Please reproduce the listing below, starting at the line that has "Please indicate the blue" and stopping after its final line. Change "woman's arm" to "woman's forearm" and keep everything else the same.
— start —
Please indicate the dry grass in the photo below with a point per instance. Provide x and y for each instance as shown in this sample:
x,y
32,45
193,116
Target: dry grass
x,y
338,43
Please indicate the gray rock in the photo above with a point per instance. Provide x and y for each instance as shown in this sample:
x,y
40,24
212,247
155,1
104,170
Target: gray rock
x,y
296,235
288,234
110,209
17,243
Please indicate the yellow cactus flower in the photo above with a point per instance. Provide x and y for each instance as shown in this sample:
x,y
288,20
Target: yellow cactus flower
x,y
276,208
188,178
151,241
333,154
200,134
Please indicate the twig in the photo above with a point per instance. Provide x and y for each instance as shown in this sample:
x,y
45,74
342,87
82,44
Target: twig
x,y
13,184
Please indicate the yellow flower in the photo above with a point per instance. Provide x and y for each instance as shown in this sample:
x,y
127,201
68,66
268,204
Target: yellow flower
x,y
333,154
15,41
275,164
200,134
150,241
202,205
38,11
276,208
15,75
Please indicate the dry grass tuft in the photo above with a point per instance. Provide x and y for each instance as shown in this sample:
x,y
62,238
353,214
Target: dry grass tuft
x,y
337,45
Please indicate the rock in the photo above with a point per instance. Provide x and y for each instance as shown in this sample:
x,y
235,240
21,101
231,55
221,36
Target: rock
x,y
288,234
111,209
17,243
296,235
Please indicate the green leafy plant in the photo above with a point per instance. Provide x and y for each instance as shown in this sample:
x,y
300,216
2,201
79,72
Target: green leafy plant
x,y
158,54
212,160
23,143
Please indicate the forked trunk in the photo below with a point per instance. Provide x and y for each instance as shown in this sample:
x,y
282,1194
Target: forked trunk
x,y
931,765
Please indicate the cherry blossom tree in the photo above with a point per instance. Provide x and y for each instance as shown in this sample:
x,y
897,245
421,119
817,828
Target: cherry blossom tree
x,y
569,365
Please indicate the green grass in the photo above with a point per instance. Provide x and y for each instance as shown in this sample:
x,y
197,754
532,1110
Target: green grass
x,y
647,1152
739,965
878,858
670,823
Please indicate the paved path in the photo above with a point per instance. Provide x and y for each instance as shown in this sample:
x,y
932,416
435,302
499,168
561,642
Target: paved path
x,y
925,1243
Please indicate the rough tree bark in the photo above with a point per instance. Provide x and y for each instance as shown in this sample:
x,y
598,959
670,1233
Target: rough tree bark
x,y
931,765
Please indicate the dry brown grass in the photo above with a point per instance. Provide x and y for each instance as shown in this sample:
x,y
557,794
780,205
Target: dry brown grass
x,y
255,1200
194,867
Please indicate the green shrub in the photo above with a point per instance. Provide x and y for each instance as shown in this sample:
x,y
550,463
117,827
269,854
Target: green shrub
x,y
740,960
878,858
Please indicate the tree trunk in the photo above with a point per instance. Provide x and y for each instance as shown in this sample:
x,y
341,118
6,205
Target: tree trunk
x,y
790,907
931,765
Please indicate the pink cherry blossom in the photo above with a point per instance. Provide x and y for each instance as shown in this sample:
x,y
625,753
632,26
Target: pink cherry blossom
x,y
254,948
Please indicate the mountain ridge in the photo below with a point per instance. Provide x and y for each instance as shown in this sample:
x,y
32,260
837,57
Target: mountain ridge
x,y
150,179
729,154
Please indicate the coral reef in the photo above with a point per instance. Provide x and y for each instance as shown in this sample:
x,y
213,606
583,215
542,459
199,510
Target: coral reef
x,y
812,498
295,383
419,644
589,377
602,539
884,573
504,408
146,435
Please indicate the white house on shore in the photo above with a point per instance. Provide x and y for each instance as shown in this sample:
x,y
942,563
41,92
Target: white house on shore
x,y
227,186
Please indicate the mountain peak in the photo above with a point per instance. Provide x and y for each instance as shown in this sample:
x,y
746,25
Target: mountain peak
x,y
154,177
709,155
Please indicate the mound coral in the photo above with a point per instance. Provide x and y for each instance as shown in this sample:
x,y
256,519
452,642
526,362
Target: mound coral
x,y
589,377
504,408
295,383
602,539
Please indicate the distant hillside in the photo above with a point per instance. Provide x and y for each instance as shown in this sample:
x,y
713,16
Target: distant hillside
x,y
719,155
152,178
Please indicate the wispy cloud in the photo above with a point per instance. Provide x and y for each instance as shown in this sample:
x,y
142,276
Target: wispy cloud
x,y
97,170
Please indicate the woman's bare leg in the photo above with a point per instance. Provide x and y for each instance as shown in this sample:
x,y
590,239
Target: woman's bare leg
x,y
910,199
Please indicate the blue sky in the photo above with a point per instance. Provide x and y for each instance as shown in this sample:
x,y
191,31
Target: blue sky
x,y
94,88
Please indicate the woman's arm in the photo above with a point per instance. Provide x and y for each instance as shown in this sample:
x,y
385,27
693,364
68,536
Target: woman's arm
— end —
> _Correct response_
Please indicate the blue sky in the photo above with a point per instance. Provide x and y for each instance as shown in this sample:
x,y
191,31
Target: blue sky
x,y
94,88
Please indicate the woman's forearm in the photo above with a point per instance. Provide x and y for each instance as shown in this sample:
x,y
385,27
693,364
68,536
Target: woman's forearm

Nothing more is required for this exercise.